***** The input *****
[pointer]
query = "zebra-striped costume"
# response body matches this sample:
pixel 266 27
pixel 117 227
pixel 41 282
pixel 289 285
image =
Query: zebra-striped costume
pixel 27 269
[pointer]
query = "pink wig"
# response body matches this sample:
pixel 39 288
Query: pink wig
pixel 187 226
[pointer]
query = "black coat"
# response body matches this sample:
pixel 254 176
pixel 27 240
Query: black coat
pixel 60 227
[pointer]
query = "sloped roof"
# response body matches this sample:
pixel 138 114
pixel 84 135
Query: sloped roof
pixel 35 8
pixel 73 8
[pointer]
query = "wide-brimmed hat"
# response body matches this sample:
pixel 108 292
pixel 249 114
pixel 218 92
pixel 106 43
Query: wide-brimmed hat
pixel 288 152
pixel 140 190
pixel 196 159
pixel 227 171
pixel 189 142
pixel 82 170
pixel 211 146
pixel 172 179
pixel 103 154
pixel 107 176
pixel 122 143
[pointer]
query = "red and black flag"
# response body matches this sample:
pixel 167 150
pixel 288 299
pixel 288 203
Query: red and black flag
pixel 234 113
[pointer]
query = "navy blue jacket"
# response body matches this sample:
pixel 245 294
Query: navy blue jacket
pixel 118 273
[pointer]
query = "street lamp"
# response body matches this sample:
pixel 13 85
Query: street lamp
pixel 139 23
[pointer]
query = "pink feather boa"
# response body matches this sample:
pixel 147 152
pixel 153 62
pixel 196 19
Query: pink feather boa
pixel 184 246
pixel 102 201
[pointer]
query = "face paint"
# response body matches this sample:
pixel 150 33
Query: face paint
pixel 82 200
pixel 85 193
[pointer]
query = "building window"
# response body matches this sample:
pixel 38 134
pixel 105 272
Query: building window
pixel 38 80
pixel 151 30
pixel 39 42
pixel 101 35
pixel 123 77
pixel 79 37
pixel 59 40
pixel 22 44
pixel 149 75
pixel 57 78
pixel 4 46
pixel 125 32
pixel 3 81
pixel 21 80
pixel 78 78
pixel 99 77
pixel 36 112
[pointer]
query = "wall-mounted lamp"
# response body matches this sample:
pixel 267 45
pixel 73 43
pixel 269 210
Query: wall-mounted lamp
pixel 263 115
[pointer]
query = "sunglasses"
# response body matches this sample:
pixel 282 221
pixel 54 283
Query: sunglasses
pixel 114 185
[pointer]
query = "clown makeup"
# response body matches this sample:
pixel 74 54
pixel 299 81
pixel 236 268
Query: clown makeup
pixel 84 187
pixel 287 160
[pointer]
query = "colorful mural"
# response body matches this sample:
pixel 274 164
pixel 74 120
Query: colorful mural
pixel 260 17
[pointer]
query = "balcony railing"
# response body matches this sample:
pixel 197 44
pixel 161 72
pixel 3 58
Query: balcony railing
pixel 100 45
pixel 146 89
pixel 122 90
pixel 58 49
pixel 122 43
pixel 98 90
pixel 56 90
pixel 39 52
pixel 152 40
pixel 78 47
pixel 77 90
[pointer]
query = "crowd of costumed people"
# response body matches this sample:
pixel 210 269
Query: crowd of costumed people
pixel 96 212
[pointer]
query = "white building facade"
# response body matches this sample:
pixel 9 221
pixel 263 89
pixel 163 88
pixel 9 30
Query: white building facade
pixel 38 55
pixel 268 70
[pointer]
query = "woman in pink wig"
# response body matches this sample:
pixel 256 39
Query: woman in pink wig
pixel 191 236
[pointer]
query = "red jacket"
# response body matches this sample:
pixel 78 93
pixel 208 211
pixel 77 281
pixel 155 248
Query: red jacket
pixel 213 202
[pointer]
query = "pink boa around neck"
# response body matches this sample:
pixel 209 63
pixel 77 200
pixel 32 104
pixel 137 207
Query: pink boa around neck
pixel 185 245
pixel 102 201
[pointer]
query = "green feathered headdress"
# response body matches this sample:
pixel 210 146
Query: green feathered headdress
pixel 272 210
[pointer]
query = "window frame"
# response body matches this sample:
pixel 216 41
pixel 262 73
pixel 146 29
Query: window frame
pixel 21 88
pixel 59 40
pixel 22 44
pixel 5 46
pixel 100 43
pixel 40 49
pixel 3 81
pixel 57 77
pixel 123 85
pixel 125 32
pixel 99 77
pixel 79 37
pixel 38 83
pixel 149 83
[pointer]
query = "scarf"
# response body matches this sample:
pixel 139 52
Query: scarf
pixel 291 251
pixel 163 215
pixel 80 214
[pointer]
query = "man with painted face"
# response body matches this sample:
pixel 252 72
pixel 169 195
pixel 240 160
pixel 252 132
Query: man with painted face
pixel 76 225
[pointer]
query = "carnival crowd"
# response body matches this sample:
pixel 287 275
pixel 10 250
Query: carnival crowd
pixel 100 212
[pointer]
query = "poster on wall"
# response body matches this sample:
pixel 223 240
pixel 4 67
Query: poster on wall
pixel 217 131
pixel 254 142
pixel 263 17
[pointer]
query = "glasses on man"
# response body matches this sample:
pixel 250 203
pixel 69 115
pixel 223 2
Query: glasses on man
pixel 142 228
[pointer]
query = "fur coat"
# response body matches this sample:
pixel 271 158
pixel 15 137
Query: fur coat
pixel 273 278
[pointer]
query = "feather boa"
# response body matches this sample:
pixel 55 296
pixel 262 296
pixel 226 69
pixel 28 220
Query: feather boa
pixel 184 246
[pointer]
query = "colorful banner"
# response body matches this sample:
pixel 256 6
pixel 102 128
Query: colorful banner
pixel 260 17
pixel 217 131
*****
***** The input *****
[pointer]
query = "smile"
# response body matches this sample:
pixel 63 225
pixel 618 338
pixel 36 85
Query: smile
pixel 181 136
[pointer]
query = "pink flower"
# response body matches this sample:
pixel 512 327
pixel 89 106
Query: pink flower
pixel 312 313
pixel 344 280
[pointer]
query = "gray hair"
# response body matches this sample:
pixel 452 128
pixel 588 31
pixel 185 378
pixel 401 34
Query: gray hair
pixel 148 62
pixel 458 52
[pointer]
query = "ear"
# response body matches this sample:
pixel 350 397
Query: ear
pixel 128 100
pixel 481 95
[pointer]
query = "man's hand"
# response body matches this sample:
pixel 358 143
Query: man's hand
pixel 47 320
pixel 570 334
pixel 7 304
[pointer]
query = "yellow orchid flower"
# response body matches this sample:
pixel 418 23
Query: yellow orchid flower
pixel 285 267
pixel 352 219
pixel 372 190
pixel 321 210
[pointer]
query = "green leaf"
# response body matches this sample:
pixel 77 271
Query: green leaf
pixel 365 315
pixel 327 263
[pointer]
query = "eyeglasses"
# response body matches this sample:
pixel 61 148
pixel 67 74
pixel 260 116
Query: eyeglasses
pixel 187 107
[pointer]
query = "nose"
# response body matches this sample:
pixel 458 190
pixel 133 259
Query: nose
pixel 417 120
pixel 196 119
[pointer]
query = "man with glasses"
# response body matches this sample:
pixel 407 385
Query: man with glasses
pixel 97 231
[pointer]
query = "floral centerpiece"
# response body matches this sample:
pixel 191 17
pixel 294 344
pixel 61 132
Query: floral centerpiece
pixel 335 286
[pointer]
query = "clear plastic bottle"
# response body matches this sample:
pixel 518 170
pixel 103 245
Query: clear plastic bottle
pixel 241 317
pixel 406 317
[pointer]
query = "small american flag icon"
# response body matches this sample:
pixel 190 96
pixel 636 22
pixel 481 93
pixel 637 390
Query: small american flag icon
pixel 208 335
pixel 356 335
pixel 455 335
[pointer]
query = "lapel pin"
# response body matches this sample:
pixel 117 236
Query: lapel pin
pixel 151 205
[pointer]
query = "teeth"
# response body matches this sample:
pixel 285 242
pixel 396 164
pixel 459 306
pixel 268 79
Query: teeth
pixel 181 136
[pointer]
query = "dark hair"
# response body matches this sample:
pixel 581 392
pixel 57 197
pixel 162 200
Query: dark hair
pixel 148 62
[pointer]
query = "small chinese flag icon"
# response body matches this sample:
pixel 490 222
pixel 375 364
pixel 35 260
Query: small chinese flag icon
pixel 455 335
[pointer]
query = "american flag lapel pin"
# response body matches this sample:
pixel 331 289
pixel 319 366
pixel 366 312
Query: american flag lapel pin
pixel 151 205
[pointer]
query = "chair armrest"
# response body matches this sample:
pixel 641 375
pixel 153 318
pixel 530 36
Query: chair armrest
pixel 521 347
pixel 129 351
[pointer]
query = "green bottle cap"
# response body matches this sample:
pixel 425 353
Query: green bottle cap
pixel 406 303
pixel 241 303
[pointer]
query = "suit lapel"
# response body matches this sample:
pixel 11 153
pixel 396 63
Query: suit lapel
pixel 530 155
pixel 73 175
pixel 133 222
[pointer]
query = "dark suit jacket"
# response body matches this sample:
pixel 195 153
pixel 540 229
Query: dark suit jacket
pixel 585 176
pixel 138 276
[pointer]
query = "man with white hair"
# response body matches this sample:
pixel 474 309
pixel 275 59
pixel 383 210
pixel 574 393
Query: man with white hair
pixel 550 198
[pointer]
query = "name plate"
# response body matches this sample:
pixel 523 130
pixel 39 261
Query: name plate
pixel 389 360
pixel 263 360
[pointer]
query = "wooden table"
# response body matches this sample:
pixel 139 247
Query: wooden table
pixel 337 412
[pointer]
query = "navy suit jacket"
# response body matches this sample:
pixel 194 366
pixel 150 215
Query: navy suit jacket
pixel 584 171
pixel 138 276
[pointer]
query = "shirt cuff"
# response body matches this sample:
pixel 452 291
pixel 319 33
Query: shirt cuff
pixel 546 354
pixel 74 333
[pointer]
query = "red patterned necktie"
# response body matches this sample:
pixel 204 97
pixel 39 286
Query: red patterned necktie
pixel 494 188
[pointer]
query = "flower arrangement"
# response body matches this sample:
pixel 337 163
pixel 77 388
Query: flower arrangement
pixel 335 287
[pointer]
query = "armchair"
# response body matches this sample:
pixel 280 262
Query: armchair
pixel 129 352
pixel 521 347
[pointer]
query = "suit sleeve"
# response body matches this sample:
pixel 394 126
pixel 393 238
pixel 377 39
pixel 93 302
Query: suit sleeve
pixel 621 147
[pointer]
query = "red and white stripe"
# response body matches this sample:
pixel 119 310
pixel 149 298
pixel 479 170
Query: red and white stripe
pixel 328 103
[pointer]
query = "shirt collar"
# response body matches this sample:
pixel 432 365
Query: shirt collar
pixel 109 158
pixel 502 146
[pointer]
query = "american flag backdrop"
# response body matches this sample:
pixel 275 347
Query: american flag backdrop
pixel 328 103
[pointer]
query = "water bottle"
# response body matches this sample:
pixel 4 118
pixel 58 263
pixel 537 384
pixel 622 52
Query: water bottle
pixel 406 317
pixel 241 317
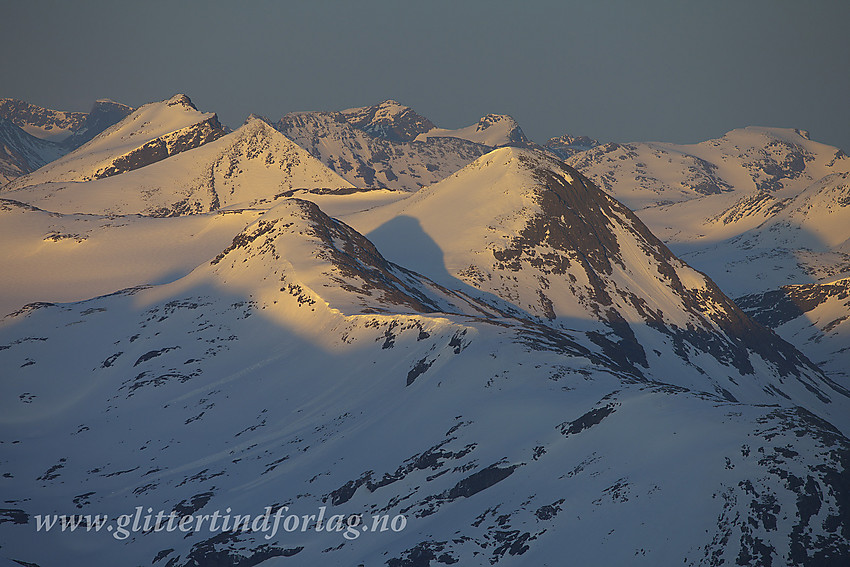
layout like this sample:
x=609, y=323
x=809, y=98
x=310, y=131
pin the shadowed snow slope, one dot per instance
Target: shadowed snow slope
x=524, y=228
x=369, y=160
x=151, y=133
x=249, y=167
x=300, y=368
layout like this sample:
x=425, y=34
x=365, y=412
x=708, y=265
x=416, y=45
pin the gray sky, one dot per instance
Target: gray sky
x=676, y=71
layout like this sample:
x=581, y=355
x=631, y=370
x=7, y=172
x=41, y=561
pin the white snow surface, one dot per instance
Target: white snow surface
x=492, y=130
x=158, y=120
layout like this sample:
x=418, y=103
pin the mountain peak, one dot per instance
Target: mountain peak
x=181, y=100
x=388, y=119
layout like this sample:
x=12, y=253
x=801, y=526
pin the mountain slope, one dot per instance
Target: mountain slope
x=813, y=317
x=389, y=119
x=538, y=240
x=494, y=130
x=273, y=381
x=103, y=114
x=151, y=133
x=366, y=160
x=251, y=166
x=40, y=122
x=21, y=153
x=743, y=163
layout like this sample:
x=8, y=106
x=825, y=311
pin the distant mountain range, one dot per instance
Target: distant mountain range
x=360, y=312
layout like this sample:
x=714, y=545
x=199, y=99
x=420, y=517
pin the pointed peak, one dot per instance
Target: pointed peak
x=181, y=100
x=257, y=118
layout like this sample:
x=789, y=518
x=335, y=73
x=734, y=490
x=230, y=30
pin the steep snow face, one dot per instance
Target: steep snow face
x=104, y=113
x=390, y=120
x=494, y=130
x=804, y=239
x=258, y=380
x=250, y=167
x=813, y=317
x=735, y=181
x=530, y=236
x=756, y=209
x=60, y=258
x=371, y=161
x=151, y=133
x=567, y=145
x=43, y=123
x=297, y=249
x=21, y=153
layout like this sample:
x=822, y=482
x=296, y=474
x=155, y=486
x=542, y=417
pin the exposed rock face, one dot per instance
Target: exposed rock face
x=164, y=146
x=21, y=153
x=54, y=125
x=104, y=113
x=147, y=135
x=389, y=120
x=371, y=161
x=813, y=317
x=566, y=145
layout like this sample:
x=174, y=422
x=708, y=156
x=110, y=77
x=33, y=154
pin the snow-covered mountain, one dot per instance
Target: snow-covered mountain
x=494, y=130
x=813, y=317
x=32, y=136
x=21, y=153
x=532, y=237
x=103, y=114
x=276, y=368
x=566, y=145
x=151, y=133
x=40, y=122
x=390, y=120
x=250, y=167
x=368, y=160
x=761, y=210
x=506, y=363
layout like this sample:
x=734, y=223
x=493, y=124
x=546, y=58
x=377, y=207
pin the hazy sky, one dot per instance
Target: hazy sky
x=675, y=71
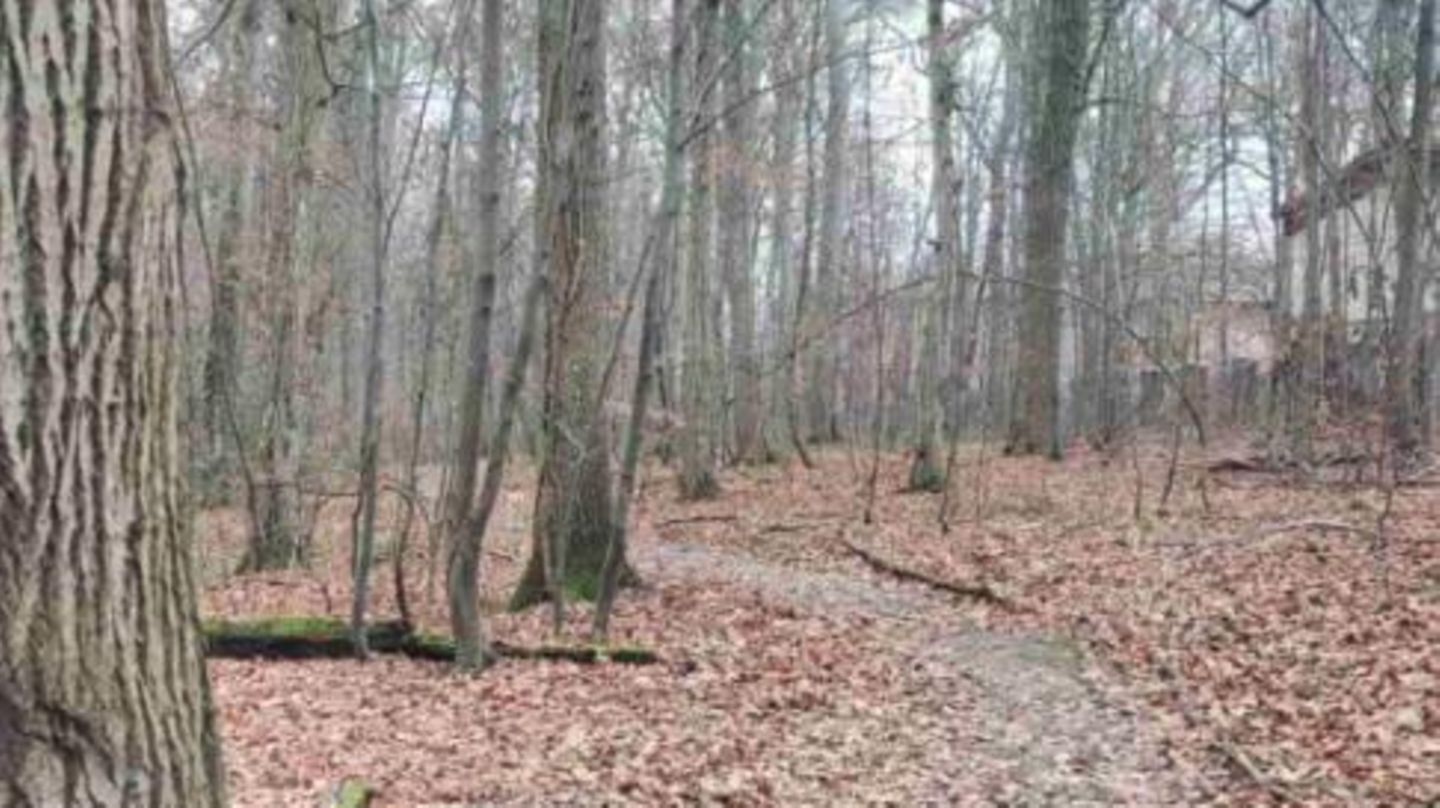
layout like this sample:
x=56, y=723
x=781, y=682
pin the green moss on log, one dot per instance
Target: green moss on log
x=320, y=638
*****
Exercise details: Go through the listing and copy each line that includes the string "instance".

Response to the task:
pin the shadowed snow slope, one dot per instance
pin the gray sky, one dot per instance
pin the white snow surface, one dot per instance
pin the mountain peak, one dot per instance
pin the mountain slope, one dot per instance
pin the distant mountain range, one dot per instance
pin the pointed peak, one dot per instance
pin the steep snow face, one dot per instance
pin the exposed rock face, one dot per instance
pin the snow-covered mountain, one dot per instance
pin the hazy sky, one dot per instance
pin the green moss on log, one dot per instance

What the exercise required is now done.